Required work: Count the lines in the material that contain the string "grassy", with case counting, and give only the number.

Data supplied:
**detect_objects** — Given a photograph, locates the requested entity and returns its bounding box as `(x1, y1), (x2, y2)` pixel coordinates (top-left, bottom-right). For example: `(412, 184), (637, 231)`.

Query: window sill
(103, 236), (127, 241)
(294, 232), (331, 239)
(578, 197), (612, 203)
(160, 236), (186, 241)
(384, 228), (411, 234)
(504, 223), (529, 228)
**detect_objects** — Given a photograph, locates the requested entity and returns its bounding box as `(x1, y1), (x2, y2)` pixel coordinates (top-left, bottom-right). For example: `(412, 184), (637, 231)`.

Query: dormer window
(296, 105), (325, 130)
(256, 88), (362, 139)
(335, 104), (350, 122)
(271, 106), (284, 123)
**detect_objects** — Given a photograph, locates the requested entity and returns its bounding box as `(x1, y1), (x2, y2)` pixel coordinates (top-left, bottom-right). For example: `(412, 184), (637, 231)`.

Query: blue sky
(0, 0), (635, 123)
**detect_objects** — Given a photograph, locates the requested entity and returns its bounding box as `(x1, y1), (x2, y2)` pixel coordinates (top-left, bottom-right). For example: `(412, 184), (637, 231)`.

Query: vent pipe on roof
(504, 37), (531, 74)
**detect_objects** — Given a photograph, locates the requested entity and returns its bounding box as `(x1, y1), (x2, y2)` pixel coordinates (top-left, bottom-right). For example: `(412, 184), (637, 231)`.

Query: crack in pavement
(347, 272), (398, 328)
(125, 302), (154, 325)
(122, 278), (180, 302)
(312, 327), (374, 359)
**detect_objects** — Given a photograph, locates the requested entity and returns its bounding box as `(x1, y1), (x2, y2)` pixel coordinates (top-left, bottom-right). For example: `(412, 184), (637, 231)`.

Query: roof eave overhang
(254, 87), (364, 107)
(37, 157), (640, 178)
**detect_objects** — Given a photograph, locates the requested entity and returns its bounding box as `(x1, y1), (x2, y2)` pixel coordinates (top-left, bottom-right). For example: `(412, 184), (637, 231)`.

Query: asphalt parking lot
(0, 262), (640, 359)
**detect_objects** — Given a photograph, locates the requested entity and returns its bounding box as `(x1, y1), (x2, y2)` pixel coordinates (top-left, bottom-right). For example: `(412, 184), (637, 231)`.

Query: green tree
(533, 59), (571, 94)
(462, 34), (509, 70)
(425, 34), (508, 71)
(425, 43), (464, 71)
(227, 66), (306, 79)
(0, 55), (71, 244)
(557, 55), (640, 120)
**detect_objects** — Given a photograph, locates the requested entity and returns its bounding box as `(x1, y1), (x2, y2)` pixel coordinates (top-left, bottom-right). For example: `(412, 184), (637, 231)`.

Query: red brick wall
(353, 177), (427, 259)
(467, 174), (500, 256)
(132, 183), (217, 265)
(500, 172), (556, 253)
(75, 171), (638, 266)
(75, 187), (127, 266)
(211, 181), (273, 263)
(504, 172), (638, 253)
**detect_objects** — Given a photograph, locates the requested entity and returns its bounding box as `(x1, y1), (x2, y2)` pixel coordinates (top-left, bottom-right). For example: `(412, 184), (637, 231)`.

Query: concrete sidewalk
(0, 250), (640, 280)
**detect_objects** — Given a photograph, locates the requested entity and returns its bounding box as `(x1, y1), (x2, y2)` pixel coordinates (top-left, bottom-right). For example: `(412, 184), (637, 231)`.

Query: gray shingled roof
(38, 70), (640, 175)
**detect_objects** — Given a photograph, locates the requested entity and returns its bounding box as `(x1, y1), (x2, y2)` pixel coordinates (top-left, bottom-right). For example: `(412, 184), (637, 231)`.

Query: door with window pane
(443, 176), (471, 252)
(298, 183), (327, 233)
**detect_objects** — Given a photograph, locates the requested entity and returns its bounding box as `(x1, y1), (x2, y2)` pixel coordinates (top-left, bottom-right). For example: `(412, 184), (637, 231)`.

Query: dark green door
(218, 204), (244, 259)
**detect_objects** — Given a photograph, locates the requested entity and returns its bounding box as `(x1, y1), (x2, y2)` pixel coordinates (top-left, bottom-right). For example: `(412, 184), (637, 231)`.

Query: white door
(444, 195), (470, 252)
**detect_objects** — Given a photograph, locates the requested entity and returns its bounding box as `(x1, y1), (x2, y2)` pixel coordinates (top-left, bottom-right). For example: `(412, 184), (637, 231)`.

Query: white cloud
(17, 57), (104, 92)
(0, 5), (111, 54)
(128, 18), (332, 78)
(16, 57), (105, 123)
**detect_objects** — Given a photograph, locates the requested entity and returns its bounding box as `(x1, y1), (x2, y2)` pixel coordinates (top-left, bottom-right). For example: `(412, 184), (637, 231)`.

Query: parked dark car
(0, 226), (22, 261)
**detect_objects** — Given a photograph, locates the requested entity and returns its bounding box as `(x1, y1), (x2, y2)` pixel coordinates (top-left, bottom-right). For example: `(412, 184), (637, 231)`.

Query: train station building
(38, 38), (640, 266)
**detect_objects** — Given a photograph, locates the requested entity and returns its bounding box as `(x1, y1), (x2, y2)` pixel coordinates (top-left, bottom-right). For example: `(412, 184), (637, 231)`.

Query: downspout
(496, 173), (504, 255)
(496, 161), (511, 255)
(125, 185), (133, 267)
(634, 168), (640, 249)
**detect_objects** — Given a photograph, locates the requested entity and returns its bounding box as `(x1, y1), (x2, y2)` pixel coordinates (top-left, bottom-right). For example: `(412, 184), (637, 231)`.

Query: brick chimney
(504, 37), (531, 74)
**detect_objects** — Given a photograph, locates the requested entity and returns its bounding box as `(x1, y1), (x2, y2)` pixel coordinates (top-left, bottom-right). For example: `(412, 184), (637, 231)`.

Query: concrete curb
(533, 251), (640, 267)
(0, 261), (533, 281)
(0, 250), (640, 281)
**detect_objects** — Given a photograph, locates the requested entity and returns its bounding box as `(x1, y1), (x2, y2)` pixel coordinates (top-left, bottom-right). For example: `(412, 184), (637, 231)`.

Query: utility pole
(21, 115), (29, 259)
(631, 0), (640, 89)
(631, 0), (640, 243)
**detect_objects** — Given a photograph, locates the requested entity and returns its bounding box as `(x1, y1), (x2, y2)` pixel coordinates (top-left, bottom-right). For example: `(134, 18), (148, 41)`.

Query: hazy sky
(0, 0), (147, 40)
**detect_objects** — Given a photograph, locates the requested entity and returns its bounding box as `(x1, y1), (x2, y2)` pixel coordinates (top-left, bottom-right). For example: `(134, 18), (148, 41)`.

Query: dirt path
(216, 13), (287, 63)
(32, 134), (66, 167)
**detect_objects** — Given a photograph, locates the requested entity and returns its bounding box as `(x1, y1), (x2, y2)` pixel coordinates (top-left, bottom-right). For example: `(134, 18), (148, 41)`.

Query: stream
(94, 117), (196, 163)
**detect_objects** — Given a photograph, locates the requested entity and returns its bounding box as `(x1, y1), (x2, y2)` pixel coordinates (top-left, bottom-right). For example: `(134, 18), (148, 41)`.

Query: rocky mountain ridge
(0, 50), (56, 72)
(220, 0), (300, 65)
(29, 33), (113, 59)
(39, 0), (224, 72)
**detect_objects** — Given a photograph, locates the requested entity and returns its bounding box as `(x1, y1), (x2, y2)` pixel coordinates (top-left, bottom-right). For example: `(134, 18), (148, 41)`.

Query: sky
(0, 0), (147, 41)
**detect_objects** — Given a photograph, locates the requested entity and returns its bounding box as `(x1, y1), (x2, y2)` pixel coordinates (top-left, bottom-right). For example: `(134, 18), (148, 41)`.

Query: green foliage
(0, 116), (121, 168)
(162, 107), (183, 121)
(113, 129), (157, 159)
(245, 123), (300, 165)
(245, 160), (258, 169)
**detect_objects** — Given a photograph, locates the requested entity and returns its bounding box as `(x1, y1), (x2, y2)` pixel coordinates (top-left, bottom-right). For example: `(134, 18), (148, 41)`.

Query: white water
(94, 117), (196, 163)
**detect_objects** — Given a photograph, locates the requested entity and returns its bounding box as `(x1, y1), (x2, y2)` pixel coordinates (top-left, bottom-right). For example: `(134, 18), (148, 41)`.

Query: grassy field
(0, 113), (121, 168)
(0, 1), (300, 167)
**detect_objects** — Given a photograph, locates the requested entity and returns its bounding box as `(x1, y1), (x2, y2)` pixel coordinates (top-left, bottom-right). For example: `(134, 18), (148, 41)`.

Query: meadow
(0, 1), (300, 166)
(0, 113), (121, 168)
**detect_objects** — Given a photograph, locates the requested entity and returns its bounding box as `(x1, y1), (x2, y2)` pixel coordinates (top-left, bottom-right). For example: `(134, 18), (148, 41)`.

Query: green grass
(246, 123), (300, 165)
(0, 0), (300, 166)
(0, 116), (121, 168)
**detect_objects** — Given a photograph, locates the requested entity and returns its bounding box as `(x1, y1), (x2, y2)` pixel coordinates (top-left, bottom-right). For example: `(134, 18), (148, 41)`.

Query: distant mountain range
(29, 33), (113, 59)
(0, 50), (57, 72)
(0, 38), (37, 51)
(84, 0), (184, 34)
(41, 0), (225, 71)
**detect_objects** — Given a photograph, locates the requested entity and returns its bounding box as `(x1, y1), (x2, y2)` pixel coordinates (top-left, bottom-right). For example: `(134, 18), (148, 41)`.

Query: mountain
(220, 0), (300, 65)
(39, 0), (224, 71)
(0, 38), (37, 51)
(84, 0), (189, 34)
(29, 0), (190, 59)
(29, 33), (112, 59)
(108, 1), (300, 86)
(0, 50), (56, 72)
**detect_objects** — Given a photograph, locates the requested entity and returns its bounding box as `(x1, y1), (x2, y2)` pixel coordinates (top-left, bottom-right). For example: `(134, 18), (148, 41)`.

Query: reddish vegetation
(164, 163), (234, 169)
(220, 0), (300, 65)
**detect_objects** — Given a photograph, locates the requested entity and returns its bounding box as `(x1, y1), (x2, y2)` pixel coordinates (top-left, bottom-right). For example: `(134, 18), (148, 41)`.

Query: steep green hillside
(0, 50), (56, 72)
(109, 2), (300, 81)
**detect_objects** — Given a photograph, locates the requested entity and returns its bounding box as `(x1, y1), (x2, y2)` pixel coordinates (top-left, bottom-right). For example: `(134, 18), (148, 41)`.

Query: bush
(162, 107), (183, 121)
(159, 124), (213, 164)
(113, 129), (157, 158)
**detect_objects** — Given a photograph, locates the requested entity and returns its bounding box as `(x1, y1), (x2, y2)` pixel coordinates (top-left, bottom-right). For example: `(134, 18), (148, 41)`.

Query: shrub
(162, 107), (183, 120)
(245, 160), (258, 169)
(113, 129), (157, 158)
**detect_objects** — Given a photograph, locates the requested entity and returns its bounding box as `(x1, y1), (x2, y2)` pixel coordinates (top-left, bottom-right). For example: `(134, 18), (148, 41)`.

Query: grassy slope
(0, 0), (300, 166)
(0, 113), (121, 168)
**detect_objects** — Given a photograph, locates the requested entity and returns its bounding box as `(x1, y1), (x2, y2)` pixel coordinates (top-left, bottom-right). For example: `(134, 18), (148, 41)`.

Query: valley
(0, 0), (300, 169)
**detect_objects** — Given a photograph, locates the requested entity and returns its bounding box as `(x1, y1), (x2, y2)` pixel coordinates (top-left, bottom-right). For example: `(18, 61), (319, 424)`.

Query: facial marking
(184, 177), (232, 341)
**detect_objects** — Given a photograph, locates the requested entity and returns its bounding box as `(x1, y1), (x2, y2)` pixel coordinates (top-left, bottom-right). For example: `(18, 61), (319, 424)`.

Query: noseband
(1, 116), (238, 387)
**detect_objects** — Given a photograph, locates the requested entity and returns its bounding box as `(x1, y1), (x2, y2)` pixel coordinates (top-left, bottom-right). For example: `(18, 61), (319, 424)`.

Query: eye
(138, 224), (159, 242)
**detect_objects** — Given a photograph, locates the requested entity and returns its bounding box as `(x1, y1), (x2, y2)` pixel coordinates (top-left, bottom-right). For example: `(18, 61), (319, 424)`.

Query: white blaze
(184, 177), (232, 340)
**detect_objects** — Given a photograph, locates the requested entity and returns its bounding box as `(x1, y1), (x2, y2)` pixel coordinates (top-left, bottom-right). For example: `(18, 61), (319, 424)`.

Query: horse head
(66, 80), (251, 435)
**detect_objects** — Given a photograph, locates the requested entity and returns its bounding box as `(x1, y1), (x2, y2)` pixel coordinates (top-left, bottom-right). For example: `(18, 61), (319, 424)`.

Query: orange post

Task result: 2